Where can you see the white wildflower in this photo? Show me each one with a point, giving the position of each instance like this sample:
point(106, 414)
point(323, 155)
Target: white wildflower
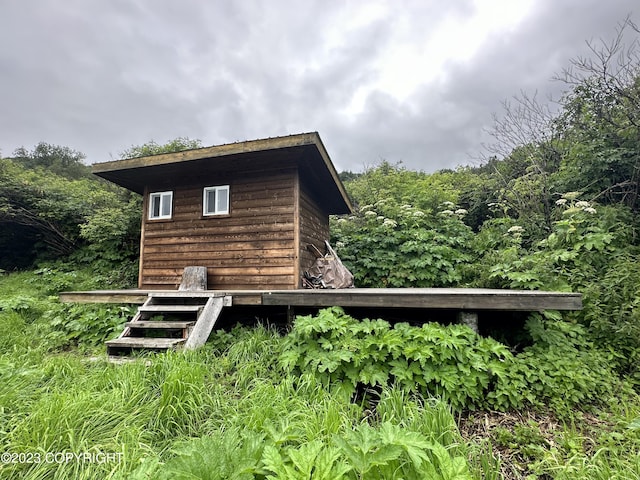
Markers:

The problem:
Pictures aside, return all the entries above exactly.

Expected answer:
Where can you see the white wildflower in this photo? Show me each one with a point, giving the position of each instance like this sample:
point(106, 414)
point(323, 155)
Target: white wildflower
Markers:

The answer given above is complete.